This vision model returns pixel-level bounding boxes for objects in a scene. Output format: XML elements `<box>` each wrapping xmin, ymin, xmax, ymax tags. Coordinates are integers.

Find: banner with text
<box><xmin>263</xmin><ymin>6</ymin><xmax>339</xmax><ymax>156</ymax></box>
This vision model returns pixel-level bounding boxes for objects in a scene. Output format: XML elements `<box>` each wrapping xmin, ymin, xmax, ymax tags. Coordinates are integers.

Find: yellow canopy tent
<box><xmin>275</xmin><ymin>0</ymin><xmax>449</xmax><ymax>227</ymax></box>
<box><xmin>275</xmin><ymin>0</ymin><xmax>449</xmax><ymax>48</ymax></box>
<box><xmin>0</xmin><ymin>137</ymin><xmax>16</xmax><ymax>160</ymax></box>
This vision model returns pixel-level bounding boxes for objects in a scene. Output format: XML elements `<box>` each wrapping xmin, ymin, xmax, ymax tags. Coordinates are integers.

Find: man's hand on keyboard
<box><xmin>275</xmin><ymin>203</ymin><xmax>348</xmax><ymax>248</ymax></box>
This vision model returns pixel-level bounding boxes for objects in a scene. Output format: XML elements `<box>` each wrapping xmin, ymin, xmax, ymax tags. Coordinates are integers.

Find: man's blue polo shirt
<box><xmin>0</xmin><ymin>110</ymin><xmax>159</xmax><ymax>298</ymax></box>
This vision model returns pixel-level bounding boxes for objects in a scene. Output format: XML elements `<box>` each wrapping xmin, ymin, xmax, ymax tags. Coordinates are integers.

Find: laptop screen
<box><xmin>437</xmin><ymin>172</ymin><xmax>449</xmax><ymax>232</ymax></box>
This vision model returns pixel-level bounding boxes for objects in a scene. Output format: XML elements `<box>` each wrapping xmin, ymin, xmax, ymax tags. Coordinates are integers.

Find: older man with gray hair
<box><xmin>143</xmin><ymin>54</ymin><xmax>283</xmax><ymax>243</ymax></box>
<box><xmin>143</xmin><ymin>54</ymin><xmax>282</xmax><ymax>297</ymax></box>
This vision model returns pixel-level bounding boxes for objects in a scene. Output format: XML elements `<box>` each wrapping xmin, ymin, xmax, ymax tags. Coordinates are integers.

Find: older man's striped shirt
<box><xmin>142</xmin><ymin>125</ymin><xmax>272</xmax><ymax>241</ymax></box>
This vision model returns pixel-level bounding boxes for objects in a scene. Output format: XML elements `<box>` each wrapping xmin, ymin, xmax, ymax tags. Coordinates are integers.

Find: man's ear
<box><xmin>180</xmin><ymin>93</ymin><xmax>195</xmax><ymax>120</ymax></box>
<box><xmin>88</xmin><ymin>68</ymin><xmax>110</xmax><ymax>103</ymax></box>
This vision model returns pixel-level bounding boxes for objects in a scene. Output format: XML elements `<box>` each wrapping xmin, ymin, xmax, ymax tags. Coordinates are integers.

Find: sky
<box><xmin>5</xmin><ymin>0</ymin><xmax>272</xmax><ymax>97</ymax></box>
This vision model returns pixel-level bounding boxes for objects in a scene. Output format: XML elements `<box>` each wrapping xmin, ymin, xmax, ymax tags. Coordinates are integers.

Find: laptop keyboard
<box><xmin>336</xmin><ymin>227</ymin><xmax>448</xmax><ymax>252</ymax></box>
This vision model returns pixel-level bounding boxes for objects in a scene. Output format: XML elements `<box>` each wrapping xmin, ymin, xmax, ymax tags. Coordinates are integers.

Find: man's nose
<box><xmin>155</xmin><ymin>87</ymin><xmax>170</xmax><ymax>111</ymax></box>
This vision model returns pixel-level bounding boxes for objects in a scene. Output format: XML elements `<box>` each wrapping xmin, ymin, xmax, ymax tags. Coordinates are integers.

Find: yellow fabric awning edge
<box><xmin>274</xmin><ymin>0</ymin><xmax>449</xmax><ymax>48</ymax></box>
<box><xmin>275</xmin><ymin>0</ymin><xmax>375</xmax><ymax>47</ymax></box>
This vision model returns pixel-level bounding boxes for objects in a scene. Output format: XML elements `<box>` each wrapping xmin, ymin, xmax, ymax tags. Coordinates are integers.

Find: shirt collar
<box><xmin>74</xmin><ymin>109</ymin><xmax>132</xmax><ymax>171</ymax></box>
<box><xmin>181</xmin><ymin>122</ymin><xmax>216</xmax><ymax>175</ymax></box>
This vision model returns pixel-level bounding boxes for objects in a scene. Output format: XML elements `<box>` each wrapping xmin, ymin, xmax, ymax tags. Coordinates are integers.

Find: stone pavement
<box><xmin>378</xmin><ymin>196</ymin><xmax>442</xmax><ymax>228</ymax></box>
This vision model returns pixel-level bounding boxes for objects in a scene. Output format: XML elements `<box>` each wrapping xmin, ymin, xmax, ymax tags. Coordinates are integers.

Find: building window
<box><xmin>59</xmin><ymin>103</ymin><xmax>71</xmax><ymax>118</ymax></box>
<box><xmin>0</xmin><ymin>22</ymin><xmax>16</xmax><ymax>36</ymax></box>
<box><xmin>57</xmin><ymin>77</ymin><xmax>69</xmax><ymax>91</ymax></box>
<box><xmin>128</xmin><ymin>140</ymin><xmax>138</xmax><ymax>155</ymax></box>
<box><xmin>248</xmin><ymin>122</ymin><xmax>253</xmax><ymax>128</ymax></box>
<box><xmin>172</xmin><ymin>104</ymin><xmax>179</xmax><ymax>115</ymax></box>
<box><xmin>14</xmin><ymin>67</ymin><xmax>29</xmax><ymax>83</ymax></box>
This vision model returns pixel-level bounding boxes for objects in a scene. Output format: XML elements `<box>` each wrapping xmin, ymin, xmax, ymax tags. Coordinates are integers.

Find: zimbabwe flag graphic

=======

Say each line again exactly as it appears above.

[RESPONSE FOR THIS EXERCISE]
This vision model returns pixel-level bounding boxes for objects in a scene. Output format: XML elements `<box>` each wrapping xmin, ymin, xmax, ymax tags. Coordinates are integers.

Find: banner with text
<box><xmin>263</xmin><ymin>6</ymin><xmax>339</xmax><ymax>156</ymax></box>
This vision model returns pixel-level bounding boxes for objects in a scene. Output format: XML elements `<box>` each wrapping xmin, ymin, xmax, ymax tags. Coordinates are integers.

Find: yellow canopy tent
<box><xmin>275</xmin><ymin>0</ymin><xmax>449</xmax><ymax>227</ymax></box>
<box><xmin>275</xmin><ymin>0</ymin><xmax>449</xmax><ymax>48</ymax></box>
<box><xmin>0</xmin><ymin>137</ymin><xmax>16</xmax><ymax>160</ymax></box>
This vision model returns pixel-level bounding boxes for objects in a scene. Output format: XML elements `<box>` each wrapping xmin, ymin, xmax, ymax tags. Coordinates are integers.

Find: man's hand on keyboard
<box><xmin>275</xmin><ymin>203</ymin><xmax>348</xmax><ymax>248</ymax></box>
This vision model returns pixel-level bounding boxes for objects in a scene. Output format: XML elements `<box>` each wrapping xmin, ymin, xmax, ymax tags. Coordinates are integers.

Find: man's blue polo shirt
<box><xmin>0</xmin><ymin>110</ymin><xmax>159</xmax><ymax>298</ymax></box>
This vision model returns pixel-level bounding boxes for objects in a scene. Output format: XML elements `<box>` each wrapping xmin, ymin, xmax, ymax tags. Coordinates are integers.

Find: laptop screen
<box><xmin>437</xmin><ymin>172</ymin><xmax>449</xmax><ymax>232</ymax></box>
This vision model returns pixel-level bounding boxes for objects in a scene. Output format: XML elements `<box>` each wrapping xmin, ymin, xmax, ymax tags. Coordinates are integers.

Find: older man with gray hair
<box><xmin>143</xmin><ymin>54</ymin><xmax>283</xmax><ymax>243</ymax></box>
<box><xmin>143</xmin><ymin>54</ymin><xmax>282</xmax><ymax>297</ymax></box>
This vision model returns pixel-level bounding boxes for objects in a scene. Output format: XML elements `<box>` each wrapping xmin, ymin, xmax, ymax tags. Coordinates are integers.

Find: older man's striped shirt
<box><xmin>142</xmin><ymin>125</ymin><xmax>272</xmax><ymax>241</ymax></box>
This vision model returns pixel-level bounding boxes for objects in a scene. Output format: XML elements `<box>` each wrapping xmin, ymin, xmax, ymax tags. Coordinates are integers.

Find: man's ear
<box><xmin>180</xmin><ymin>93</ymin><xmax>195</xmax><ymax>120</ymax></box>
<box><xmin>88</xmin><ymin>68</ymin><xmax>110</xmax><ymax>103</ymax></box>
This vision model returns pixel-level bounding boxes for objects in a scene. Output format: XML elements `<box>` each wrapping xmin, ymin, xmax, ymax tags. Coordinates are integers.

Find: sky
<box><xmin>5</xmin><ymin>0</ymin><xmax>272</xmax><ymax>97</ymax></box>
This vision model returns pixel-level bounding boxes for objects in a scene. Output format: XML elements `<box>` each wrapping xmin, ymin, xmax, ymax tags. Coordinates are integers.

Find: laptop keyboard
<box><xmin>336</xmin><ymin>227</ymin><xmax>448</xmax><ymax>252</ymax></box>
This vision model returns pixel-level bounding boxes for objects in a scene. Output format: XML elements `<box>` each wrapping xmin, ymin, xmax, ymax tags. Coordinates are integers.

Find: man's nose
<box><xmin>155</xmin><ymin>87</ymin><xmax>170</xmax><ymax>111</ymax></box>
This vision model returns pixel-level bounding boxes for objects in a scene. Output format: XML elements `<box>` each wrapping xmin, ymin, xmax, ymax tags. Coordinates are integers.

Find: yellow fabric awning edge
<box><xmin>274</xmin><ymin>0</ymin><xmax>449</xmax><ymax>48</ymax></box>
<box><xmin>275</xmin><ymin>0</ymin><xmax>375</xmax><ymax>47</ymax></box>
This vision model returns pixel-level bounding boxes for objects in a scene. Output format: XML elements `<box>` each wrapping xmin, ymin, xmax, ymax tags. Coordinates are integers.

Find: shirt collar
<box><xmin>74</xmin><ymin>109</ymin><xmax>132</xmax><ymax>171</ymax></box>
<box><xmin>181</xmin><ymin>122</ymin><xmax>216</xmax><ymax>175</ymax></box>
This vision model returns pixel-level bounding boxes for objects in a scene. Output format: XML elements `<box>` each wrapping xmin, ymin, xmax, ymax tags. Coordinates are integers.

Find: stone pavement
<box><xmin>378</xmin><ymin>196</ymin><xmax>442</xmax><ymax>228</ymax></box>
This vision model returns pixel-level bounding boxes for objects in a scene. Output format: XML elements `<box>` each wrapping xmin, ymin, xmax, ymax tags. Coordinates are integers.

Find: building window
<box><xmin>59</xmin><ymin>103</ymin><xmax>71</xmax><ymax>118</ymax></box>
<box><xmin>0</xmin><ymin>22</ymin><xmax>16</xmax><ymax>36</ymax></box>
<box><xmin>57</xmin><ymin>77</ymin><xmax>69</xmax><ymax>91</ymax></box>
<box><xmin>128</xmin><ymin>140</ymin><xmax>138</xmax><ymax>155</ymax></box>
<box><xmin>248</xmin><ymin>122</ymin><xmax>253</xmax><ymax>128</ymax></box>
<box><xmin>172</xmin><ymin>104</ymin><xmax>179</xmax><ymax>115</ymax></box>
<box><xmin>14</xmin><ymin>67</ymin><xmax>29</xmax><ymax>83</ymax></box>
This vision model returns pixel-level bounding boxes for objects in a scene. Output format: XML elements `<box>` each wrapping xmin, ymin, xmax, ymax tags. Coordinates are integers.

Find: zimbabwe flag graphic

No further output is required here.